■ **Required work**: Output only the lines from the one holding "the white dinghy" to the end of the data below, please, copied exactly.

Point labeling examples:

____

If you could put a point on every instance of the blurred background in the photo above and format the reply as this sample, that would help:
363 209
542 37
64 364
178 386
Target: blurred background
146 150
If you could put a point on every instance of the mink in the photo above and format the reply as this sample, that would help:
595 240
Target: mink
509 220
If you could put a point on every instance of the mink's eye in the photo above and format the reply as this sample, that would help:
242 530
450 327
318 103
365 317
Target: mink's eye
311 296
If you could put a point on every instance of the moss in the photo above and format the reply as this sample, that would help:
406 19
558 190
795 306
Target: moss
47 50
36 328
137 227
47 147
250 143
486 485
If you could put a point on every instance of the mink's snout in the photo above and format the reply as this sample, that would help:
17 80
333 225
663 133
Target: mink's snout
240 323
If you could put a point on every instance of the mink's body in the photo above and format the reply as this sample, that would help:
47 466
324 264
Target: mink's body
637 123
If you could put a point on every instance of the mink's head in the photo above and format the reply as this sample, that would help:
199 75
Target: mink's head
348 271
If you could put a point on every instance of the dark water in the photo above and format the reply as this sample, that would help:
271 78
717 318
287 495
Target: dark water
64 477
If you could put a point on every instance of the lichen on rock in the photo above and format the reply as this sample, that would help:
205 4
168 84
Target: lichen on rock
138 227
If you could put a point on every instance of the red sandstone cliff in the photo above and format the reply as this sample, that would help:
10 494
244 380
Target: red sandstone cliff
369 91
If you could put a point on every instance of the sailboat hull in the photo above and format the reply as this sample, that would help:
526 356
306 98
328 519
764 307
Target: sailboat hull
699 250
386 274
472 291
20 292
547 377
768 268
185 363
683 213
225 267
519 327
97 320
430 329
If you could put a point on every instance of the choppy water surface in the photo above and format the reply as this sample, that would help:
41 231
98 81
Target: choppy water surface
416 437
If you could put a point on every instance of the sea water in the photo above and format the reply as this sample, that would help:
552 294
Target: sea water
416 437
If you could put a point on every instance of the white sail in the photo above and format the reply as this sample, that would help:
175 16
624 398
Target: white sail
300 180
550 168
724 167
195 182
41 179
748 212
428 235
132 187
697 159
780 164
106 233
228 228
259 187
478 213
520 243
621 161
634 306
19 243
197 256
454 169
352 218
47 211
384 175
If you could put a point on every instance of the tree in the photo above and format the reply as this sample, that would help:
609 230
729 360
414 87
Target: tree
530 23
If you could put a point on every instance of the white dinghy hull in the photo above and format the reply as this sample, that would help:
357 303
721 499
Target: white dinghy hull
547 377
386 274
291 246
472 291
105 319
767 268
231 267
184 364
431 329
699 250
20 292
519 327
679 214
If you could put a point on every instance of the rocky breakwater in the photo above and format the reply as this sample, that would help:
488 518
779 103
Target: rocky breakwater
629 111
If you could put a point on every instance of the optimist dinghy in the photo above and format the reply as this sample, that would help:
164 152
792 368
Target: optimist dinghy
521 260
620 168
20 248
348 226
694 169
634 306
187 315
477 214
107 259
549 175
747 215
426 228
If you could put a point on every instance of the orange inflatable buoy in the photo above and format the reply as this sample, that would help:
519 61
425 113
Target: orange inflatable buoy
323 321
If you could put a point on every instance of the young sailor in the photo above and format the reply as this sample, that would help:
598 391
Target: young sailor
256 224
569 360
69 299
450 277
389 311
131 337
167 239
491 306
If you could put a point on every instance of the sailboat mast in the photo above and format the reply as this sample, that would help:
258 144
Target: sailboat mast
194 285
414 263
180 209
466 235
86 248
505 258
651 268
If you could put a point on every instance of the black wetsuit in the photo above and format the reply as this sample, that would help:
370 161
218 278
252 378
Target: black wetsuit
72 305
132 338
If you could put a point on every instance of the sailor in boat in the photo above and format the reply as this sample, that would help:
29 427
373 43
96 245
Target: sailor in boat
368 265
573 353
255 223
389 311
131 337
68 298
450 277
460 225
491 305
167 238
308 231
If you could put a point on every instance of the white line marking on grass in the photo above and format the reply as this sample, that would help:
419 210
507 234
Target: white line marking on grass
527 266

____

■ **Result**:
If you could put a point on every instance of the white dinghy hull in the photo above and format the reply as this sample, that would help:
357 303
721 499
Target: white dinghy hull
547 377
386 274
291 246
472 291
105 319
767 268
231 267
184 364
431 329
699 250
20 292
519 327
679 214
If you could put a point on every instance of the rocky breakwater in the photo above and format the reply as this sample, that would help:
488 518
779 103
Target: rocky breakwater
629 111
If you could put a point on every instance of the optimist dinghy in the photo above and format the reply as this sample, that would help:
164 152
792 368
Target: optimist dinghy
521 260
620 168
20 248
348 226
694 169
634 306
187 315
477 214
107 259
549 175
747 215
426 228
If you could put a point on every instance of the orange inflatable buoy in the photo above and format the reply as this sample, that would help:
519 61
425 113
Target: orange inflatable buoy
323 321
If you could put a point on every instance of the young sailor in the photo above and format the reply as this sample, that would help:
598 391
Target: young sailor
256 224
569 360
69 299
450 277
389 311
131 337
167 239
491 306
If you could put a point on every instance of the sailboat mast in the photo above and format the reply as this sample, that would help:
258 144
Target: sailboat mast
194 285
414 263
180 209
466 235
86 248
505 258
651 268
If you could put a point on every instance of the black wetsuit in the photo above and format the reply as this sample, that would help:
370 161
218 278
252 378
Target: black wetsuit
72 305
132 338
If you could put a point on every instance of the sailor in boat in the photo above and format the reply as this sample, that would help:
29 427
373 43
96 245
Target: sailor in boat
368 265
573 353
255 223
389 311
131 337
68 298
450 277
460 225
491 305
167 238
308 231
If you could put a point on every instance of the white line marking on grass in the photo above and format the reply as this sample, that would help:
419 210
507 234
Target: white line marking on grass
527 266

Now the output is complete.